Graphically compare the ECDF for `income`

and the CDF of \(\mathrm{LN}(10.3, 0.58)\).

(*) Perform the Kolmogorov–Smirnov goodness-of-fit test as in Section 6.2.3, to verify that the hypothesis of log-normality is not rejected at the \(\alpha=0.001\) significance level. At the same time, the income distribution significantly differs from a normal one.

The hypothesis that our data follow a normal distribution is most likely false. On the other hand, the log-normal model might be adequate. We can again reduce the whole dataset to merely two numbers, \(\mu\) and \(\sigma\), based on which (and probability theory), we may deduce that:

the expected average (mean) income is \(e^{\mu + \sigma^2/2}\),

median is \(e^\mu\),

the most probable value (mode) in \(e^{\mu-\sigma^2}\),

and so forth.

Note

Recall again that for skewed a distribution such as the log-normal one,
reporting the mean might be misleading.

Coordinate labeling data
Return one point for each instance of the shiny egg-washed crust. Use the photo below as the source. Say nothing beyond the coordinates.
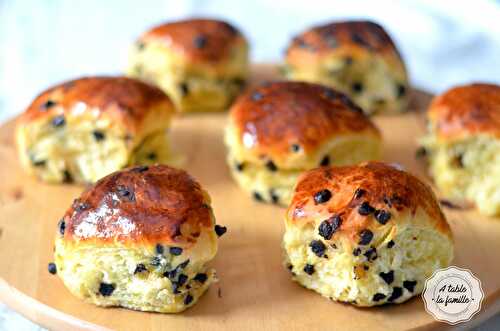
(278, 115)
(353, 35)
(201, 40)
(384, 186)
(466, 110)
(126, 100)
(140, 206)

--

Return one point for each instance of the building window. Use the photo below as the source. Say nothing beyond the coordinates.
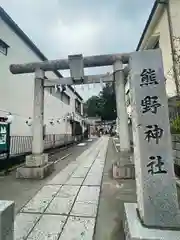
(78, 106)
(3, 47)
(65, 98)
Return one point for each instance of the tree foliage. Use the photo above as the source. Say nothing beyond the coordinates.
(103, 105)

- REQUESTS -
1 – In the text on log-normal income modeling, at what significance level should the Kolmogorov–Smirnov test fail to reject the hypothesis of log-normality?
2 – Rewrite the passage of the text on log-normal income modeling starting at "and the CDF" and ending at "a normal one.", replacing "income distribution" with "wage distribution".

- EXERCISE ANSWERS -
1 – At the \(\alpha=0.001\) significance level.

2 –
and the CDF of \(\mathrm{LN}(10.3, 0.58)\).

(*) Perform the Kolmogorov–Smirnov goodness-of-fit test as in Section 6.2.3, to verify that the hypothesis of log-normality is not rejected at the \(\alpha=0.001\) significance level. At the same time, the wage distribution significantly differs from a normal one.